Passage to read |
------------------------------------------------------------------------

Movies to Stream in New Orleans This Week 3/26/20 – 4/1/20

As you likely already know, the governor has ordered the indefinite closure of all Louisiana movie theaters in response to the ongoing COVID-19 crisis. That decree makes our weekly What’s Playing in Town report something of a sham, but I thought I’d share some movie recommendations anyway (all in an effort to maintain the fictional veneer of Normalcy). I’ll just be shifting into Online Streaming options as a substitute for the time being.

In that spirit, here are some suggestions for movies that you can stream at home while under quarantine. It’s just a grab bag of a few movies Swampflix has rated 5-stars that are currently available for home viewing.

Streaming with Subscription

Phantasm (1979) – From my review: “Its ‘Let’s put on a show!’ communal enthusiasm & D.I.Y. approximation of nightmare-logic surrealism is the exact kind of thing I’m always looking for in low-budget genre films. Its trajectory of starting with familiar regional slather locations like suburban cul-de-sacs, dive bars, and graveyards before launching into a fully immersive nightmare realm of its own design is a perfect encapsulation of how it somehow turned low-budget scraps into cult classic gold in the real world as well.” Currently streaming on Shudder and for free (with ad breaks) on Tubi & Vudu.

Blood and Donuts (1995) – From Britnee’s review: “It’s basically a film about a vampire that frequents a local donut shop, but it’s such a beautiful movie. It takes place almost exclusively at nighttime in what appears to be a single, smoky neighborhood in a small city. The ambiance is so trashy and beautiful. It makes me feel dirty and clean at the same time.” Currently streaming on Amazon Prime.

------------------------------------------------------------------------

Listing of photo-based referring expressions:
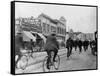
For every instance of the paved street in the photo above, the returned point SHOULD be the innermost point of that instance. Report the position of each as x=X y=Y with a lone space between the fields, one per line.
x=76 y=62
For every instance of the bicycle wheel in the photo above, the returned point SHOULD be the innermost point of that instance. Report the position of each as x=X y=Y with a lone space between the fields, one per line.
x=23 y=62
x=45 y=65
x=57 y=62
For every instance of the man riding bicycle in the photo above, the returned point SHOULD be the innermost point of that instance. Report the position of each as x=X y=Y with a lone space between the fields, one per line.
x=51 y=45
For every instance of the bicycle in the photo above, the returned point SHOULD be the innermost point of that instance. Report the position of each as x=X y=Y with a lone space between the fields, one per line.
x=52 y=63
x=23 y=62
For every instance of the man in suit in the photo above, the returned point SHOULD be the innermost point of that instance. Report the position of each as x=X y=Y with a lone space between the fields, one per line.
x=51 y=45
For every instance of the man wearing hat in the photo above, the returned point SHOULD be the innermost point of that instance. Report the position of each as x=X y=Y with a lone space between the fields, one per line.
x=51 y=45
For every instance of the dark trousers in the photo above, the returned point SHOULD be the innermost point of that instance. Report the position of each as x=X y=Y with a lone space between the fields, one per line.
x=69 y=52
x=80 y=49
x=19 y=57
x=85 y=48
x=49 y=55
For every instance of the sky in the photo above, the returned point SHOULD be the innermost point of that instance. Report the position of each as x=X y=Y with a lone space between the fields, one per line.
x=78 y=18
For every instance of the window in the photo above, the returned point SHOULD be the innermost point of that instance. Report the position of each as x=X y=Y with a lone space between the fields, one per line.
x=44 y=27
x=48 y=27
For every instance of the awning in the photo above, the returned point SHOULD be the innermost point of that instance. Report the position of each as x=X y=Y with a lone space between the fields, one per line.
x=42 y=37
x=27 y=36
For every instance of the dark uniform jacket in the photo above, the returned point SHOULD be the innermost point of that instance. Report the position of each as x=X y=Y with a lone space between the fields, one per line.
x=51 y=44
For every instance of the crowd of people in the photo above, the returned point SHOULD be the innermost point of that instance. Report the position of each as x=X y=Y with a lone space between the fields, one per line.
x=78 y=43
x=53 y=45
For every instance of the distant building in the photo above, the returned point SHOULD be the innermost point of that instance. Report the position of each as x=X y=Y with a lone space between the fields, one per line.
x=30 y=24
x=48 y=25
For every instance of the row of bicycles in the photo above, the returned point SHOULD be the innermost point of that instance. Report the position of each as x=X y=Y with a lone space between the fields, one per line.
x=26 y=55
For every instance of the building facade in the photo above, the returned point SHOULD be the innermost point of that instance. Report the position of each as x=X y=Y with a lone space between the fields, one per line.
x=49 y=25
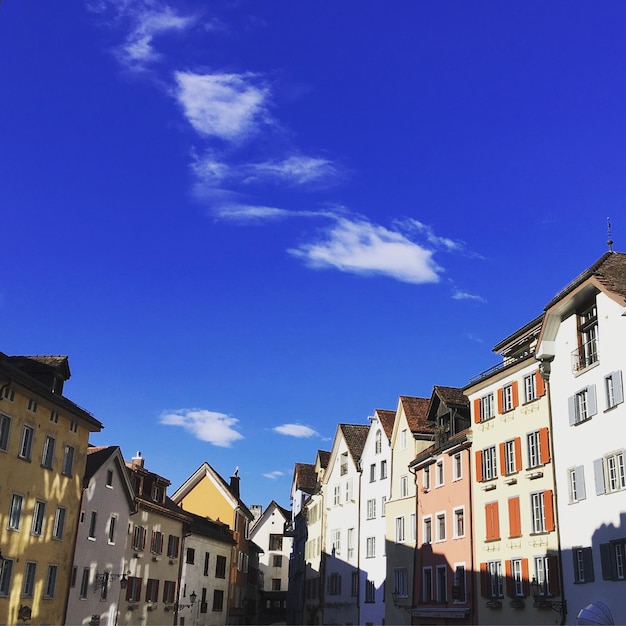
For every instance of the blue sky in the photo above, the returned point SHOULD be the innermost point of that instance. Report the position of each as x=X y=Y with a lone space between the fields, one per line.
x=246 y=222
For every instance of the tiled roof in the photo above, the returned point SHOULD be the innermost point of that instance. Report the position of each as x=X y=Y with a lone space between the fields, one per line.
x=355 y=436
x=386 y=418
x=416 y=411
x=609 y=270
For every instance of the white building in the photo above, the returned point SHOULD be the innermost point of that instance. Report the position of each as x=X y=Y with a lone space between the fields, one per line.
x=99 y=566
x=375 y=461
x=582 y=346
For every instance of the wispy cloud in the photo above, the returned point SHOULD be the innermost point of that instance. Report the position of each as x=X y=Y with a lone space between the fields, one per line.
x=274 y=475
x=361 y=247
x=216 y=428
x=230 y=107
x=296 y=430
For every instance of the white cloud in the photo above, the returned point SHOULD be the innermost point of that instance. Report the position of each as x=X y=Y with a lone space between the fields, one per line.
x=226 y=106
x=274 y=475
x=295 y=430
x=216 y=428
x=360 y=247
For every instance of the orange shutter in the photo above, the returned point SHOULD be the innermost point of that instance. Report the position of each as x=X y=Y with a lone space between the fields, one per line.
x=544 y=446
x=477 y=411
x=549 y=509
x=518 y=454
x=515 y=522
x=503 y=459
x=540 y=384
x=479 y=466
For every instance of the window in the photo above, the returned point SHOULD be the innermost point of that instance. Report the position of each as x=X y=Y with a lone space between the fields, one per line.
x=492 y=521
x=29 y=579
x=583 y=565
x=542 y=511
x=26 y=443
x=587 y=352
x=427 y=529
x=399 y=529
x=139 y=538
x=169 y=591
x=5 y=430
x=218 y=600
x=59 y=523
x=486 y=464
x=220 y=567
x=442 y=583
x=576 y=483
x=15 y=512
x=48 y=452
x=343 y=469
x=68 y=460
x=401 y=582
x=172 y=547
x=38 y=517
x=6 y=570
x=379 y=442
x=441 y=526
x=439 y=473
x=92 y=525
x=383 y=470
x=51 y=581
x=459 y=522
x=613 y=389
x=610 y=473
x=582 y=405
x=457 y=467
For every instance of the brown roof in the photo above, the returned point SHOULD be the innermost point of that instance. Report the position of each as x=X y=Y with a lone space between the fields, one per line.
x=355 y=436
x=386 y=418
x=609 y=270
x=416 y=411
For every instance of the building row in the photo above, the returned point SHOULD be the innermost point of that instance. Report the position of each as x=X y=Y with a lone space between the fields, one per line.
x=502 y=502
x=87 y=537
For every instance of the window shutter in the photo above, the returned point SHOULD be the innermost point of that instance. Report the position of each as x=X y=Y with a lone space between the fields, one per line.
x=540 y=384
x=479 y=465
x=548 y=504
x=598 y=474
x=571 y=410
x=518 y=454
x=508 y=569
x=544 y=446
x=618 y=389
x=477 y=411
x=485 y=591
x=592 y=403
x=525 y=578
x=502 y=447
x=553 y=574
x=515 y=522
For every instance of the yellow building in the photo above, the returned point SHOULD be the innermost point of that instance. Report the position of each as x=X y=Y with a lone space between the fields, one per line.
x=43 y=447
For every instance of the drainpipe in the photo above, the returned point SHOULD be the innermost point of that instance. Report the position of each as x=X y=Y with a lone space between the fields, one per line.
x=544 y=370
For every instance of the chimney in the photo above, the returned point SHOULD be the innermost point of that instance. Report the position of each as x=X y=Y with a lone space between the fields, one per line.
x=234 y=483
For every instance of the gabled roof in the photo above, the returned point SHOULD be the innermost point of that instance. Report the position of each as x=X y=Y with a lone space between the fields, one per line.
x=386 y=419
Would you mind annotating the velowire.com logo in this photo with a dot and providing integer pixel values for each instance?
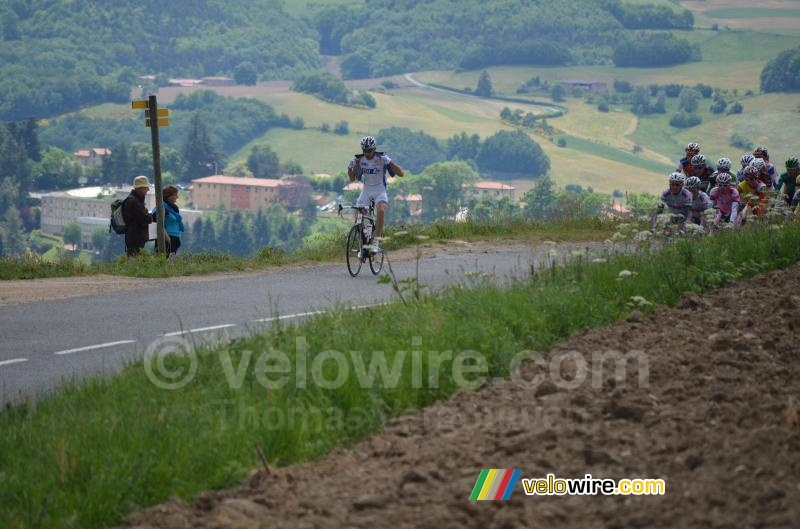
(495, 484)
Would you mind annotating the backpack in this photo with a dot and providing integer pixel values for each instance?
(117, 220)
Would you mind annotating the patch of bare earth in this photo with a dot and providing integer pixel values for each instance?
(718, 423)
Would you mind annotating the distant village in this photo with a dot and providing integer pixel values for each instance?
(90, 207)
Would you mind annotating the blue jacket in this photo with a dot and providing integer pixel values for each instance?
(173, 223)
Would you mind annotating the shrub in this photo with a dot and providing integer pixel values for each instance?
(685, 120)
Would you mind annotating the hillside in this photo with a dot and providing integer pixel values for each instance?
(58, 55)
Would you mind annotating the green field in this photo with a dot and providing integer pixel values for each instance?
(606, 151)
(752, 12)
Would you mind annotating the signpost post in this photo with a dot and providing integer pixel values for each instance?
(155, 118)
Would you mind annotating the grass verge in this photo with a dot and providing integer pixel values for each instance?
(90, 453)
(324, 247)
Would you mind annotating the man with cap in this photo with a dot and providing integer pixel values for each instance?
(136, 217)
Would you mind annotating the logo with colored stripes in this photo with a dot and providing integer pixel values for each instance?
(495, 484)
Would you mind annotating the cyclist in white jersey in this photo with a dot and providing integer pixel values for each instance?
(371, 168)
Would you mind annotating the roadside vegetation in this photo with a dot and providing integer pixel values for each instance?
(62, 456)
(323, 247)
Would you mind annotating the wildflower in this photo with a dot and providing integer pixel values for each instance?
(692, 228)
(639, 301)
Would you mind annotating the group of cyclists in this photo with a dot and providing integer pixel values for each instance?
(696, 187)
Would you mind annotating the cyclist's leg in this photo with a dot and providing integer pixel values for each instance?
(381, 205)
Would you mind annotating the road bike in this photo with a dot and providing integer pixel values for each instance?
(358, 238)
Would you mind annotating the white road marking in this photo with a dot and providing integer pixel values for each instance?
(90, 347)
(12, 361)
(312, 313)
(201, 329)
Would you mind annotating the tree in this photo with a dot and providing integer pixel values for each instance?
(463, 147)
(513, 152)
(198, 152)
(719, 106)
(735, 108)
(239, 168)
(117, 167)
(98, 238)
(557, 92)
(342, 128)
(72, 234)
(782, 74)
(442, 185)
(661, 103)
(540, 200)
(641, 101)
(484, 88)
(14, 239)
(263, 162)
(245, 73)
(688, 100)
(413, 150)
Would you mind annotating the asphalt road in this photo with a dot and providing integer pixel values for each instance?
(47, 342)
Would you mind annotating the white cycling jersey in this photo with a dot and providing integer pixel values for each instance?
(373, 170)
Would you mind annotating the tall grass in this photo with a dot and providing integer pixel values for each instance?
(90, 453)
(325, 247)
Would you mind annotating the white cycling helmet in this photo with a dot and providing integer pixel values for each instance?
(677, 178)
(693, 183)
(750, 171)
(724, 179)
(367, 143)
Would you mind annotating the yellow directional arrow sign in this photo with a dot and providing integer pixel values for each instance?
(162, 113)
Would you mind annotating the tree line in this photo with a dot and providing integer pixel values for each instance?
(59, 55)
(471, 34)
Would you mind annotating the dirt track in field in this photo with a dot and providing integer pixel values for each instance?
(718, 423)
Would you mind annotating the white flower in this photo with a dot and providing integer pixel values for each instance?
(640, 301)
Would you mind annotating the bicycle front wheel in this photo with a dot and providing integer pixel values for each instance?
(355, 249)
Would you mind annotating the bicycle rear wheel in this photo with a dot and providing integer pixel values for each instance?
(376, 262)
(354, 249)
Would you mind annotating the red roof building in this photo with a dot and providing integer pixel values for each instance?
(251, 194)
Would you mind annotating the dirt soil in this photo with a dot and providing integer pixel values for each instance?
(718, 423)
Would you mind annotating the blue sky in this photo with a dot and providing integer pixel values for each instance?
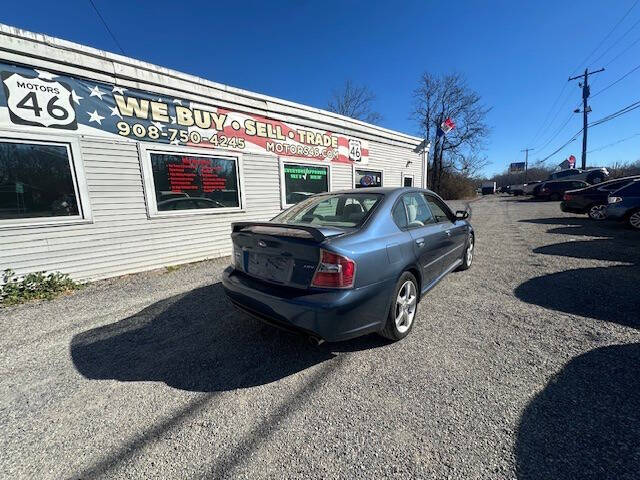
(517, 55)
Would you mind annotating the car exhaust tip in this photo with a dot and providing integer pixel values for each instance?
(315, 341)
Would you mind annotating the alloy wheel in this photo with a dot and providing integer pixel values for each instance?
(598, 212)
(406, 306)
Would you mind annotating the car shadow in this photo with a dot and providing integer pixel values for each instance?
(558, 221)
(605, 249)
(602, 293)
(585, 424)
(198, 342)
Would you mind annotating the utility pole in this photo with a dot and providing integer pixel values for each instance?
(585, 109)
(526, 162)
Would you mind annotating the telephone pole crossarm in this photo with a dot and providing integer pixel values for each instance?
(585, 109)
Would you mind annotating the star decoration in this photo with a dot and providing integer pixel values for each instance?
(95, 117)
(76, 97)
(115, 111)
(95, 92)
(46, 75)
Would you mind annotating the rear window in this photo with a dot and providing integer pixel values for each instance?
(347, 210)
(632, 189)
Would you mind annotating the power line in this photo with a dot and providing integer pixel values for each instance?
(623, 52)
(616, 42)
(604, 119)
(107, 27)
(545, 125)
(618, 80)
(606, 37)
(604, 147)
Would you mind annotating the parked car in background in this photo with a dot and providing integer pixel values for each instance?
(590, 175)
(624, 204)
(488, 188)
(555, 190)
(528, 187)
(343, 264)
(592, 200)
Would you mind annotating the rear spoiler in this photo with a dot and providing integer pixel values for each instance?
(271, 228)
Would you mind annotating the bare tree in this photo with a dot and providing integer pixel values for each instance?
(437, 98)
(354, 101)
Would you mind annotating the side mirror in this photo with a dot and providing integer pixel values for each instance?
(462, 215)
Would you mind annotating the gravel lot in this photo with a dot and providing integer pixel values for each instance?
(526, 366)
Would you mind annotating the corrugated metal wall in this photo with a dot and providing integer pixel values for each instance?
(122, 238)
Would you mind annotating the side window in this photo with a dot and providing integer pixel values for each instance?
(418, 213)
(399, 215)
(438, 209)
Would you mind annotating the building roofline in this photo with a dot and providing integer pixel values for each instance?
(277, 105)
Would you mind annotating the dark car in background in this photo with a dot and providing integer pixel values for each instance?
(555, 190)
(343, 264)
(590, 175)
(592, 200)
(624, 204)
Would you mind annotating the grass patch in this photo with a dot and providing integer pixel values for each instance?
(34, 286)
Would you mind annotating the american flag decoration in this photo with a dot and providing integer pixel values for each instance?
(446, 127)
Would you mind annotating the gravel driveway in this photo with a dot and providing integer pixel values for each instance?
(526, 366)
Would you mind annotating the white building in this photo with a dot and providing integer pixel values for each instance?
(109, 165)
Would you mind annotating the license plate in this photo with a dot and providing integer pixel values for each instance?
(269, 267)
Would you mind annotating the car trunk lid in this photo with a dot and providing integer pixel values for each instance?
(279, 253)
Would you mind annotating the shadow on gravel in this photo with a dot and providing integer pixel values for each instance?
(601, 249)
(198, 342)
(603, 293)
(585, 424)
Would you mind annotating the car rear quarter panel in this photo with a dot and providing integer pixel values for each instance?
(380, 249)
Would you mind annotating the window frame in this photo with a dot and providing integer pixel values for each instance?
(78, 177)
(281, 163)
(447, 211)
(148, 184)
(408, 175)
(376, 170)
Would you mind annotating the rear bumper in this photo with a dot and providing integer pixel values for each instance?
(332, 315)
(570, 208)
(617, 211)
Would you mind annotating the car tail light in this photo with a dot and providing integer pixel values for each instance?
(334, 271)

------------------------------------------------------------------------

What to work on | Give again, word for word, the part of the streaming recommendations piece starting with "In that spirit, here" and going on through "for home viewing.".

Written answer |
In that spirit, here are some suggestions for movies that you can stream at home while under quarantine. It’s just a grab bag of a few movies Swampflix has rated 5-stars that are currently available for home viewing.